_TASK STATEMENT_. From the rows below, keep only the lines that contain the word "hull", and copy each one out. Case counts, so match the word's capitalization.

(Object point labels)
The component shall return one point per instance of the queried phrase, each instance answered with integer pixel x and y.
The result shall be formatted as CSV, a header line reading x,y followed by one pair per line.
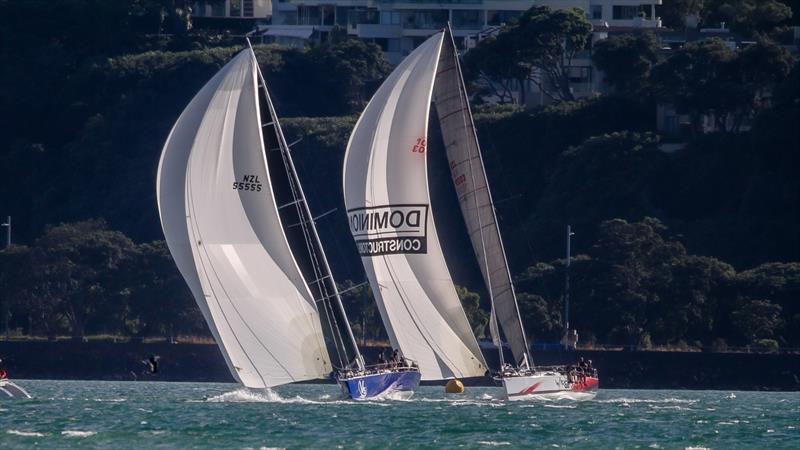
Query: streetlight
x,y
566,288
8,231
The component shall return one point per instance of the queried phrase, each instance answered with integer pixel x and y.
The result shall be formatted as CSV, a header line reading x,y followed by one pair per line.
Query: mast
x,y
322,271
527,360
566,289
8,231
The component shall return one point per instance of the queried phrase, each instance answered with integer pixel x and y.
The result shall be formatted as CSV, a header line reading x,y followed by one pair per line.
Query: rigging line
x,y
391,271
262,95
321,288
312,242
195,227
426,335
300,300
279,138
468,147
474,135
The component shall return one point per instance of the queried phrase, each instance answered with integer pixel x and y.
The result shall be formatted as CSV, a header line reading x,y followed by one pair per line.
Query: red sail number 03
x,y
419,147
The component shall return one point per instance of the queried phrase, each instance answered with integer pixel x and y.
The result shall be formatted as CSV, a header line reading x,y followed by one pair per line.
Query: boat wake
x,y
25,433
246,395
562,396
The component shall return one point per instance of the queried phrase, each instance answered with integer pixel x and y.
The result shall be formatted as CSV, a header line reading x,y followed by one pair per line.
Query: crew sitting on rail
x,y
381,361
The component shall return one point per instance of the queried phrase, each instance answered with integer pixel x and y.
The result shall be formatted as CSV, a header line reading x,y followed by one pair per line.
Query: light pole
x,y
566,288
8,231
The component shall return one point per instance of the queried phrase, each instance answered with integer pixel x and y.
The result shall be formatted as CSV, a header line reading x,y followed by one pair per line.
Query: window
x,y
343,16
468,19
579,74
308,15
390,18
285,18
235,8
328,14
497,18
625,12
428,19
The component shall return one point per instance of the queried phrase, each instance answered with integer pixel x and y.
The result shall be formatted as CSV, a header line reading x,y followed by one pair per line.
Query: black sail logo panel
x,y
390,229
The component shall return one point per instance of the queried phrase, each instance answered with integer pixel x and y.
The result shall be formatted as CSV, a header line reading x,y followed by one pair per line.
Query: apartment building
x,y
232,9
399,26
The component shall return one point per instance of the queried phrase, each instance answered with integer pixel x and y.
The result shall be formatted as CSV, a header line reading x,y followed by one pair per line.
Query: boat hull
x,y
399,385
10,389
549,386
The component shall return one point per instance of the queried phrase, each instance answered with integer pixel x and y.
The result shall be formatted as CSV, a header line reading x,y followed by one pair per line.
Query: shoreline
x,y
71,360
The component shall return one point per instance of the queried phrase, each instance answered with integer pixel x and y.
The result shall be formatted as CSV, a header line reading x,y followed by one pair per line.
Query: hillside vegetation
x,y
697,247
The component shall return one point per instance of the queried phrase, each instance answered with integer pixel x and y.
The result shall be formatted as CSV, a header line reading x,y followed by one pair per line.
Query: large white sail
x,y
222,227
386,194
474,196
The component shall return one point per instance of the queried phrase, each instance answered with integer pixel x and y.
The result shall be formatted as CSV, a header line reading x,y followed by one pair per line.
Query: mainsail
x,y
223,229
389,210
475,199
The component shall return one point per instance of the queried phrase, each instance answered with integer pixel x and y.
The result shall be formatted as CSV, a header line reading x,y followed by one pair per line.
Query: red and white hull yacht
x,y
553,383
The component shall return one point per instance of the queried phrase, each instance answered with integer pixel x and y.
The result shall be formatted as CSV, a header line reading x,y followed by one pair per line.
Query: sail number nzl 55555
x,y
248,183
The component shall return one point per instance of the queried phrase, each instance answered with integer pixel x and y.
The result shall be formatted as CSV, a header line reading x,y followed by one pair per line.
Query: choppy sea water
x,y
70,414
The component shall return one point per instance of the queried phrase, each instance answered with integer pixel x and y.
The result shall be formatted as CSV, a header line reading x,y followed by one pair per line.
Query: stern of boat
x,y
394,384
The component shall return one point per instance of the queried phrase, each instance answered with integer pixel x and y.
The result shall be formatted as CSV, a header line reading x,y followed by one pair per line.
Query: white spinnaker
x,y
229,243
474,197
386,170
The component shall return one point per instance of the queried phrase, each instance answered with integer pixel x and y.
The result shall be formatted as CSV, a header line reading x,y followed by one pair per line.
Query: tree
x,y
757,319
362,312
541,320
159,301
540,47
548,41
76,261
494,65
626,61
477,317
673,13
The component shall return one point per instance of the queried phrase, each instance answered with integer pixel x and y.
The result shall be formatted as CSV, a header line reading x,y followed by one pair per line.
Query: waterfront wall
x,y
71,360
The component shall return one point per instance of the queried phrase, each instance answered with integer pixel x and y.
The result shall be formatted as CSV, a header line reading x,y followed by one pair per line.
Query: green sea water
x,y
89,414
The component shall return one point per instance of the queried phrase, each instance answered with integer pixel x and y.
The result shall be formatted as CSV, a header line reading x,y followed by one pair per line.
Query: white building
x,y
399,26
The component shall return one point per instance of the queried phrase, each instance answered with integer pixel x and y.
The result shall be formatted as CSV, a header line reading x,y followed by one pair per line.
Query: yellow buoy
x,y
454,387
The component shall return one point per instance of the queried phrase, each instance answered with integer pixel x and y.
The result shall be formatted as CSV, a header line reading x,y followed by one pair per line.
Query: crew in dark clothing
x,y
381,361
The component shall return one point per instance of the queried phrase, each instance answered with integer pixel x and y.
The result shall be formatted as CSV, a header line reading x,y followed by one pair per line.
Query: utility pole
x,y
566,288
8,232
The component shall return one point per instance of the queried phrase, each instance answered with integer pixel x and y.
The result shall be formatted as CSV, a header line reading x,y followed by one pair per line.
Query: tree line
x,y
635,286
695,247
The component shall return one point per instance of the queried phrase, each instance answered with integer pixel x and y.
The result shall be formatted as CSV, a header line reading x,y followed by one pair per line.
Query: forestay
x,y
389,210
222,227
474,196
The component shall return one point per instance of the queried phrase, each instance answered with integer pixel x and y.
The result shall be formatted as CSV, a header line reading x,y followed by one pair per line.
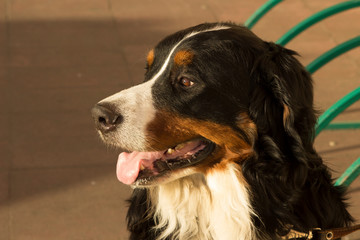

_TASK SOLUTION_.
Query: boat hull
Query: red and white hull yacht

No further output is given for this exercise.